→ DOCUMENT EXCERPT:
============================================================

Deborah Z. Porter (born 1958) is non-profit director best known for founding the Boston Book Festival, which she has run since 2009. She lives in Cambridge, Massachusetts.

== Life and work ==
Porter was born in Cleveland, Ohio. She graduated from Brandeis University in 1980, and founded a non-profit to match students with meaningful internships. Later she pursued her love of books, getting an MA in Children's Literature from Simmons College, and writing as a critic for Kirkus Reviews, Ruminator Review, and WBUR.

== Book festival and reading campaigns ==
In 2006, Porter looked into starting a Boston-area book festival, as none had been held in Boston since the Boston Globe Book Festival had been discontinued.

============================================================

→ CHALLENGE 1:
Answer these questions using the biography of Deborah Z. Porter:
(a) In which city was Porter born?
(b) What degree did she earn from Simmons College?
(c) In what year did she look into starting a Boston-area book festival?
→ CHALLENGE 2:
Decide whether each statement below agrees with the biography of Deborah Z. Porter. Answer yes or no, and quote the words from the biography that settle it.
(a) Porter graduated from Brandeis University in 1980.
(b) Porter lives in Boston.
(c) The Boston Globe Book Festival was still being held when Porter looked into starting a festival.
→ CHALLENGE 3:
Carry on writing the biography of Deborah Z. Porter from the point where it stops.

Stored data entries

============================================================

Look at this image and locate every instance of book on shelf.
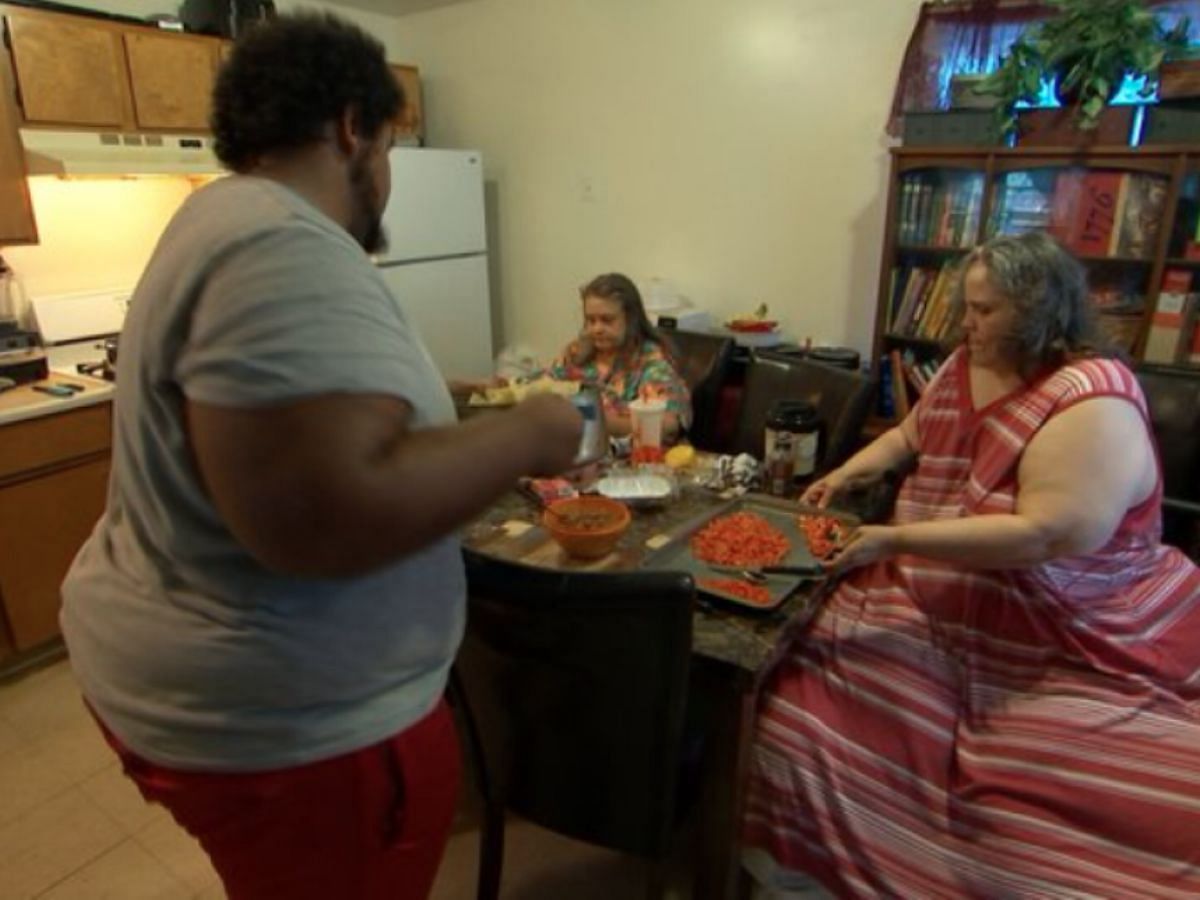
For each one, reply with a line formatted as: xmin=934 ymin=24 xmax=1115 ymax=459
xmin=1142 ymin=269 xmax=1195 ymax=362
xmin=889 ymin=259 xmax=959 ymax=341
xmin=896 ymin=173 xmax=983 ymax=247
xmin=1046 ymin=169 xmax=1168 ymax=259
xmin=1099 ymin=310 xmax=1141 ymax=353
xmin=1068 ymin=169 xmax=1124 ymax=257
xmin=1176 ymin=300 xmax=1200 ymax=366
xmin=1114 ymin=173 xmax=1168 ymax=259
xmin=875 ymin=354 xmax=896 ymax=420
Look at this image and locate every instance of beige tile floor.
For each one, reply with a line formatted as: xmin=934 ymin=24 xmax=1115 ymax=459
xmin=0 ymin=661 xmax=691 ymax=900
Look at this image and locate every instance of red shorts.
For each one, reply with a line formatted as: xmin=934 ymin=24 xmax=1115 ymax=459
xmin=91 ymin=701 xmax=460 ymax=900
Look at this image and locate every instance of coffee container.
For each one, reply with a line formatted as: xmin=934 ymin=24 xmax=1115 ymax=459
xmin=571 ymin=384 xmax=608 ymax=466
xmin=763 ymin=400 xmax=821 ymax=496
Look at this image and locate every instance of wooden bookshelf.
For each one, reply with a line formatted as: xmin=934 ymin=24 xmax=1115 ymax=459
xmin=871 ymin=145 xmax=1200 ymax=427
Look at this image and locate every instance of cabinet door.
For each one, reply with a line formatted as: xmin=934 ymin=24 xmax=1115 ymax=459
xmin=6 ymin=14 xmax=128 ymax=128
xmin=391 ymin=64 xmax=425 ymax=143
xmin=0 ymin=37 xmax=37 ymax=246
xmin=0 ymin=456 xmax=109 ymax=650
xmin=125 ymin=31 xmax=217 ymax=132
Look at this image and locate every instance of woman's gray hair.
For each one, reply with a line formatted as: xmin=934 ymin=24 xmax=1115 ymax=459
xmin=950 ymin=232 xmax=1109 ymax=378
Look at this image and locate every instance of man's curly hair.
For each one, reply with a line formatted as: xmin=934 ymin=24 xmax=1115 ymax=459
xmin=212 ymin=12 xmax=404 ymax=172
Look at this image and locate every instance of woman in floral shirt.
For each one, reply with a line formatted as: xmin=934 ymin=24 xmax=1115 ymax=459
xmin=546 ymin=274 xmax=691 ymax=443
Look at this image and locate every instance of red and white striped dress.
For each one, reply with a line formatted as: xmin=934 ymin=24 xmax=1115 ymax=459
xmin=745 ymin=350 xmax=1200 ymax=899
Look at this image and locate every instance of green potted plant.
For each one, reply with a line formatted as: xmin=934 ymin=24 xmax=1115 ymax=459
xmin=976 ymin=0 xmax=1188 ymax=136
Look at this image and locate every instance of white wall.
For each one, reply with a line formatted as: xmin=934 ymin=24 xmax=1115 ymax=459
xmin=392 ymin=0 xmax=919 ymax=354
xmin=5 ymin=0 xmax=919 ymax=355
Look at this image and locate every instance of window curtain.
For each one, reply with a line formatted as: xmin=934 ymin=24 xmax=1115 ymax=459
xmin=887 ymin=0 xmax=1200 ymax=137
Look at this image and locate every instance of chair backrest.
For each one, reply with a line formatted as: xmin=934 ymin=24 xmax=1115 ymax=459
xmin=660 ymin=330 xmax=733 ymax=450
xmin=733 ymin=350 xmax=872 ymax=472
xmin=1138 ymin=365 xmax=1200 ymax=503
xmin=455 ymin=551 xmax=695 ymax=858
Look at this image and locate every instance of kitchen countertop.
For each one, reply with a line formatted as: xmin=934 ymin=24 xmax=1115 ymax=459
xmin=0 ymin=372 xmax=113 ymax=425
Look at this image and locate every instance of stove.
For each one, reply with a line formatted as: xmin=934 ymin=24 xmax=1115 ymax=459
xmin=30 ymin=288 xmax=133 ymax=382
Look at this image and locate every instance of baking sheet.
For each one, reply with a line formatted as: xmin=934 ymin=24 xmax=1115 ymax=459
xmin=642 ymin=493 xmax=858 ymax=614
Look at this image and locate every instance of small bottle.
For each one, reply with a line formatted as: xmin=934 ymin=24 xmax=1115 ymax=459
xmin=767 ymin=431 xmax=796 ymax=497
xmin=0 ymin=257 xmax=17 ymax=322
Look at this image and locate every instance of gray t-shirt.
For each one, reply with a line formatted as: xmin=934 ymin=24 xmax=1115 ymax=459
xmin=61 ymin=176 xmax=466 ymax=772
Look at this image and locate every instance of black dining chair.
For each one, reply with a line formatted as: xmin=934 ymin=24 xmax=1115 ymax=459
xmin=660 ymin=329 xmax=733 ymax=451
xmin=1136 ymin=364 xmax=1200 ymax=559
xmin=733 ymin=350 xmax=874 ymax=473
xmin=450 ymin=550 xmax=695 ymax=900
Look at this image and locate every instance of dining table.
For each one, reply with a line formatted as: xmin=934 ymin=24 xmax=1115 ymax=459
xmin=463 ymin=472 xmax=827 ymax=900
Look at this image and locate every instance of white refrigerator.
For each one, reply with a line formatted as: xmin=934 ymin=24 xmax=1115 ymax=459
xmin=374 ymin=148 xmax=493 ymax=378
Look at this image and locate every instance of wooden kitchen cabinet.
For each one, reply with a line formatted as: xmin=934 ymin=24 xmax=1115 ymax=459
xmin=391 ymin=62 xmax=425 ymax=144
xmin=5 ymin=7 xmax=132 ymax=130
xmin=0 ymin=6 xmax=222 ymax=133
xmin=0 ymin=402 xmax=112 ymax=656
xmin=125 ymin=31 xmax=220 ymax=131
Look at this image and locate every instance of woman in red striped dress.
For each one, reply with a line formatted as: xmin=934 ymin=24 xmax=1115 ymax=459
xmin=745 ymin=234 xmax=1200 ymax=898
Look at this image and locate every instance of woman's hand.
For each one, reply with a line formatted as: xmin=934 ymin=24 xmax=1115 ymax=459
xmin=800 ymin=468 xmax=846 ymax=509
xmin=830 ymin=525 xmax=896 ymax=574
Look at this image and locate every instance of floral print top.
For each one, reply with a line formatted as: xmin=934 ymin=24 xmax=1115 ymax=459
xmin=546 ymin=341 xmax=691 ymax=425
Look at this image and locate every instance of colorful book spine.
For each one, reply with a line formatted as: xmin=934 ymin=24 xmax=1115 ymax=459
xmin=1142 ymin=269 xmax=1192 ymax=362
xmin=1074 ymin=170 xmax=1123 ymax=257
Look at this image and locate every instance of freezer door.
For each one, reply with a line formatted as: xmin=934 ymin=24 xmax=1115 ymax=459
xmin=379 ymin=148 xmax=487 ymax=264
xmin=382 ymin=256 xmax=493 ymax=379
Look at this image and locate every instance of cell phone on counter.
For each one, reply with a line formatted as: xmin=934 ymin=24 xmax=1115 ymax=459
xmin=34 ymin=384 xmax=83 ymax=397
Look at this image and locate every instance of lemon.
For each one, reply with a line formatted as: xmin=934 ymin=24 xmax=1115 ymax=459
xmin=666 ymin=444 xmax=696 ymax=469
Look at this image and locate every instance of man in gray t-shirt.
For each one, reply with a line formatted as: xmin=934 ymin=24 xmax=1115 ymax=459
xmin=62 ymin=14 xmax=581 ymax=900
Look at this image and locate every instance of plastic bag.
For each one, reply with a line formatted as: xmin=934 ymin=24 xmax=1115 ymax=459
xmin=496 ymin=344 xmax=541 ymax=382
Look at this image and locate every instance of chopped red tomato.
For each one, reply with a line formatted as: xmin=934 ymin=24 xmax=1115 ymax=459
xmin=629 ymin=446 xmax=666 ymax=466
xmin=696 ymin=578 xmax=770 ymax=606
xmin=691 ymin=512 xmax=792 ymax=568
xmin=796 ymin=516 xmax=846 ymax=559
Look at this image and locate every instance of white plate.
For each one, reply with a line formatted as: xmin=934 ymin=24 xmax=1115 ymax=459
xmin=596 ymin=475 xmax=672 ymax=504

============================================================

→ OUTPUT 1:
(a) Cleveland, Ohio
(b) An MA in Children's Literature
(c) 2006

→ OUTPUT 2:
(a) Yes: "She graduated from Brandeis University in 1980"
(b) No: "She lives in Cambridge, Massachusetts."
(c) No: "as none had been held in Boston since the Boston Globe Book Festival had been discontinued"

→ OUTPUT 3:
In 2009 she founded a non-profit, the Boston Book Festival, to run such an event each year. The first festival was held that October in Copley Square, drawing over 10,000 attendees and a positive response from the speakers. The festival grew to 25,000 attendees and over 100 presenters each year, including a number of Nobel and Pulitzer Prize-winning authors.

In 2010, Porter started the "One City One Story" project in Boston, to encourage everyone in the city to read the same story and discuss it together. Unlike other citywide reading projects, this project gave away 30,000 copies of the selected story to city residents, organizing large-group discussions involving hundreds of people.
This is now an annual event.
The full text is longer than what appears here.